### Record excerpts ###

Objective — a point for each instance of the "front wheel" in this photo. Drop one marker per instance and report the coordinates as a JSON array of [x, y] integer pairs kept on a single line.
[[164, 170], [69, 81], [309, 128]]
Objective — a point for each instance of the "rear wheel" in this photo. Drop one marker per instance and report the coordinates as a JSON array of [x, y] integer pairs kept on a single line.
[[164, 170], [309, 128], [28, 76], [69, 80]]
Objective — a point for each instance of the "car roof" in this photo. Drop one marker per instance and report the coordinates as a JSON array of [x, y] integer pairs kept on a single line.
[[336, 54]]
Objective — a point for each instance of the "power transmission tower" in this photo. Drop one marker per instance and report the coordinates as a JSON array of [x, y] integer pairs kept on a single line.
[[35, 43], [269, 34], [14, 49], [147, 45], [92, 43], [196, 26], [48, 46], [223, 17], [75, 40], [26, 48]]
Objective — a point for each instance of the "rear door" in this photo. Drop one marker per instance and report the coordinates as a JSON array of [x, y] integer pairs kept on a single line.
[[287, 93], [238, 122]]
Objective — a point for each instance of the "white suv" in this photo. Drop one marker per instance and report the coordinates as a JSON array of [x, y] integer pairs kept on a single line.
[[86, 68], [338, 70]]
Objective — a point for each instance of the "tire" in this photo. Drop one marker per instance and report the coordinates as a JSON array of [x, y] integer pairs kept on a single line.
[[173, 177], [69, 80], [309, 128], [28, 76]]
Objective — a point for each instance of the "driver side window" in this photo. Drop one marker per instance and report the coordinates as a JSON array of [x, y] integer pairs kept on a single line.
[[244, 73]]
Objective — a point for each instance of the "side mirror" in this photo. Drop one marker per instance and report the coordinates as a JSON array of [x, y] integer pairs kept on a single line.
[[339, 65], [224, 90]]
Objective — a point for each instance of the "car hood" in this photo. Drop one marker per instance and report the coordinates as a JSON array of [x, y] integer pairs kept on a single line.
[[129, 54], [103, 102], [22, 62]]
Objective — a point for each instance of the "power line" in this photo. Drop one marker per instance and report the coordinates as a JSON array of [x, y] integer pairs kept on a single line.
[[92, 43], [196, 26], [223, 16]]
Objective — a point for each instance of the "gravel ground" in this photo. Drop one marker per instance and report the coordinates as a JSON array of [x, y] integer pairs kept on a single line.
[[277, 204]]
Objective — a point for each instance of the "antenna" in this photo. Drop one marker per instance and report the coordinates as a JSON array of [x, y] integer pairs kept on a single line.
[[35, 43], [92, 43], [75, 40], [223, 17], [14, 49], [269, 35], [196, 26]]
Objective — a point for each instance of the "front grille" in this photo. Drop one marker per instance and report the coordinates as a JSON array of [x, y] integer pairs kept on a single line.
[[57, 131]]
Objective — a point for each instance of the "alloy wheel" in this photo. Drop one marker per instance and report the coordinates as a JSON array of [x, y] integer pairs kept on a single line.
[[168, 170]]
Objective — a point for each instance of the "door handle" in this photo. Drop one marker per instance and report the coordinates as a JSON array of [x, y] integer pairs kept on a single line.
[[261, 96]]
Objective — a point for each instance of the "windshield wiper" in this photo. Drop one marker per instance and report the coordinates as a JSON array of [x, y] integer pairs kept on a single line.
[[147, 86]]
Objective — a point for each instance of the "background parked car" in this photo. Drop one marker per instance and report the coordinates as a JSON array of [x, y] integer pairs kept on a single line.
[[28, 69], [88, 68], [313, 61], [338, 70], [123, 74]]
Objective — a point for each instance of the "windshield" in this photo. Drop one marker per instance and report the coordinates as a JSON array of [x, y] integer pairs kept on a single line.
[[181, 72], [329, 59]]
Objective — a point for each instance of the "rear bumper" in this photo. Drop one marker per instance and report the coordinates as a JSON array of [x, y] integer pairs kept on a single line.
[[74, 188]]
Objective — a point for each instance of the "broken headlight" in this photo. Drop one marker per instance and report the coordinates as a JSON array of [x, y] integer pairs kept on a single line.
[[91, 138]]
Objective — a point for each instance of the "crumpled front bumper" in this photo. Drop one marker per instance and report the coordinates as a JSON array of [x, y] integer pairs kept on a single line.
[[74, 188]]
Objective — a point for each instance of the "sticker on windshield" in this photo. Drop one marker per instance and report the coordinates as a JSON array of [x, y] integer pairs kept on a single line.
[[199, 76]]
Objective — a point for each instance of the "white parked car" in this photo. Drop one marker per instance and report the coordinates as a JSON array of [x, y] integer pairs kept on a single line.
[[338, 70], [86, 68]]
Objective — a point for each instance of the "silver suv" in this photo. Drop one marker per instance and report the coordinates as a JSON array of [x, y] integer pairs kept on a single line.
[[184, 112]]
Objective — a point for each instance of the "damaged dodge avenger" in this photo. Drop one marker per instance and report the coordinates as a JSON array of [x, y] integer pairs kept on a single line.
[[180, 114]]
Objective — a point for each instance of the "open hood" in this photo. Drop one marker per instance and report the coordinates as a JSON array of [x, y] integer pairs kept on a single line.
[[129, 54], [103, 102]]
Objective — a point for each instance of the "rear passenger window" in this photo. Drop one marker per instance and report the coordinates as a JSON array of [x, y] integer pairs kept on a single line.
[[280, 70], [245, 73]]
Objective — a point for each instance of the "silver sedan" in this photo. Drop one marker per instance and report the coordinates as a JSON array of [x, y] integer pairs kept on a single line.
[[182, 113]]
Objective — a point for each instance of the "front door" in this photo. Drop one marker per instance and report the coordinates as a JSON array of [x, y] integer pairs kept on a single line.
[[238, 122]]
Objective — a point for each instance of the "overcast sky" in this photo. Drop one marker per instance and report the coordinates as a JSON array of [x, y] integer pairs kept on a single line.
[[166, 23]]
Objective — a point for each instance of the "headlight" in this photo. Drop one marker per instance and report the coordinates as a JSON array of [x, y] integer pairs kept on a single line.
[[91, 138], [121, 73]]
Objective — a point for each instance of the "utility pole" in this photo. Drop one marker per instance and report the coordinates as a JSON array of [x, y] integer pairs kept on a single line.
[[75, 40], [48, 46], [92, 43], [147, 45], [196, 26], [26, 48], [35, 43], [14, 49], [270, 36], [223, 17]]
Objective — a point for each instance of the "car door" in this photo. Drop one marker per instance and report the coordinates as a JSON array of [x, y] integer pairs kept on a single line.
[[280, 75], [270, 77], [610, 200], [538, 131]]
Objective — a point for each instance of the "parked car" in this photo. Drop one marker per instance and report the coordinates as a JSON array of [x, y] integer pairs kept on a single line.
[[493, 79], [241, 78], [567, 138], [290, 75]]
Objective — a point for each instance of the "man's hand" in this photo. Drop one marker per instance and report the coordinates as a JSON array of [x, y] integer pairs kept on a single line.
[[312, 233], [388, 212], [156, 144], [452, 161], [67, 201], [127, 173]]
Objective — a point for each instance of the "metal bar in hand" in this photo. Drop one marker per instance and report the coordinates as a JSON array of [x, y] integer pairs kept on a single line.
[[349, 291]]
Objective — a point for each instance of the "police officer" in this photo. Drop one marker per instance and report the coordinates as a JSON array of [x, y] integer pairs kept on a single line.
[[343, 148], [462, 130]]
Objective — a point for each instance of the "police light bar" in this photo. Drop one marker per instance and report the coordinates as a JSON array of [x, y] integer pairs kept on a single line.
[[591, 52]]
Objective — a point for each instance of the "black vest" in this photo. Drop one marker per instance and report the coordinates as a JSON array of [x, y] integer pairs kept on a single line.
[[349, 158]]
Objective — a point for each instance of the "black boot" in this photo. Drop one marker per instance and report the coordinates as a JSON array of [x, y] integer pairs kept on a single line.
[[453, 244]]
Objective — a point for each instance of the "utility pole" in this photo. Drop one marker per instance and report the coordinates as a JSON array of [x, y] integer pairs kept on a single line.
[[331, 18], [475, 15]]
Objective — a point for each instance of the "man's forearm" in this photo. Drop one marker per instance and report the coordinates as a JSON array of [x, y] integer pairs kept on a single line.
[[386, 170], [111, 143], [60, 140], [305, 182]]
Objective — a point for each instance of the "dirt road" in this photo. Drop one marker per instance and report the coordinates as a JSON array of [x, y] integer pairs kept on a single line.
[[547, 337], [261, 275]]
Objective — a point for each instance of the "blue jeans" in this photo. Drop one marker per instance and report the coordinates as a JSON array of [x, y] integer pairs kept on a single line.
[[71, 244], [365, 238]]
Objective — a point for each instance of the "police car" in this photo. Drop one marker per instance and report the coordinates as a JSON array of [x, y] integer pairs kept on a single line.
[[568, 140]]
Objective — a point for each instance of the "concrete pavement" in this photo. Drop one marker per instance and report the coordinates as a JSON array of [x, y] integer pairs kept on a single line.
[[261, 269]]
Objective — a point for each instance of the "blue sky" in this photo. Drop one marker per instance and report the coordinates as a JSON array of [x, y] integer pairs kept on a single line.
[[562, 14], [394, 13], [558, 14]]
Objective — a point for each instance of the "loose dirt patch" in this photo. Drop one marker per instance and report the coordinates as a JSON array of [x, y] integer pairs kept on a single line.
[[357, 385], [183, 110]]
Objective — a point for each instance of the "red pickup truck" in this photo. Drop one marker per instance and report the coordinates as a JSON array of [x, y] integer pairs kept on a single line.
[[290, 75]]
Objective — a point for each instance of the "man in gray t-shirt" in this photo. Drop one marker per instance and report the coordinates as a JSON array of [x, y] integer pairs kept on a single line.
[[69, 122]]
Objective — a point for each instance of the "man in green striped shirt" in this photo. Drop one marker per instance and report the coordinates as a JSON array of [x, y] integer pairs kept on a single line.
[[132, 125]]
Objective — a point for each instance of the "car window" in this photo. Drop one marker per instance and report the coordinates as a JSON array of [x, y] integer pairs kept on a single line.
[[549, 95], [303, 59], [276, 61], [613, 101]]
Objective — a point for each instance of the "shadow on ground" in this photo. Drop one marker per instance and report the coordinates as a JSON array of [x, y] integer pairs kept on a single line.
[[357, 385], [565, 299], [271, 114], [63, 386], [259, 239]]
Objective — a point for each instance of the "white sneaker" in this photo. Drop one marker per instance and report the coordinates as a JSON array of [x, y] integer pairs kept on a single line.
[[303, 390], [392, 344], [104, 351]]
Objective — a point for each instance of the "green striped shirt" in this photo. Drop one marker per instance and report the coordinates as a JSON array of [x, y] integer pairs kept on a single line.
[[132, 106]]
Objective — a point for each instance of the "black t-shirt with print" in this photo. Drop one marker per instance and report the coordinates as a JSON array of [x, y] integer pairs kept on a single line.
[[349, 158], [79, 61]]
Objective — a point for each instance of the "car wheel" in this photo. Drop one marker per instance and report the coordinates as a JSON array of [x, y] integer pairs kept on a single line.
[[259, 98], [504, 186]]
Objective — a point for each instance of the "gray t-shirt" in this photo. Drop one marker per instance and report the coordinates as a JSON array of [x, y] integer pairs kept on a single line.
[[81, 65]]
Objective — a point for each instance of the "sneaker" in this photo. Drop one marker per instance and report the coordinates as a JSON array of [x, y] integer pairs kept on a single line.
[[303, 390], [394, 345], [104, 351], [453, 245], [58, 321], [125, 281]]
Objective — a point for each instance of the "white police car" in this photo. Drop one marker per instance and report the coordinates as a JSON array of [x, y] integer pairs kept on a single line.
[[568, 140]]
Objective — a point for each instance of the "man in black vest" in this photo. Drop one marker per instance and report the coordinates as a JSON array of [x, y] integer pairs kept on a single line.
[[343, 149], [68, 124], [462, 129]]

###

Reproduce the entries above from the line that contains "in green striped" through the line that contains "[[132, 106]]", including both of those lines and every request between them, and offset each x and y coordinate in the answers by adding 133. Give back only those lines.

Objective — a point for each instance of the "man in green striped shirt" in this photo. Drop one marker per instance and report the coordinates as a JSON array of [x, y] integer pairs kept on a single line.
[[265, 258]]
Objective — a point for each instance of the "car window" in this photo. Drop one marker per instance and report the coordinates as a JSON array of [x, y] integer pairs kept on a single line.
[[682, 228], [436, 192], [409, 194], [746, 234]]
Objective — a point for each instance of the "shadow on ground" in this photo. Drop one marker per instance and report the coordinates as a JSON array of [x, y] integer pairs kept on a single line.
[[490, 518], [698, 432], [404, 247], [196, 519], [392, 372]]
Objective — a point for each instance of the "white sneaker" in this photo. Drop one marker per instance and report the coordinates as a JSON array of [x, y] integer pairs kept on a single line.
[[436, 523], [525, 477], [237, 484]]
Objective — a point for each instance of the "green striped shirt" in this photo. Drop one marker per instance and report the coordinates as a JSON array of [x, y] integer pairs kept on a single line.
[[265, 239]]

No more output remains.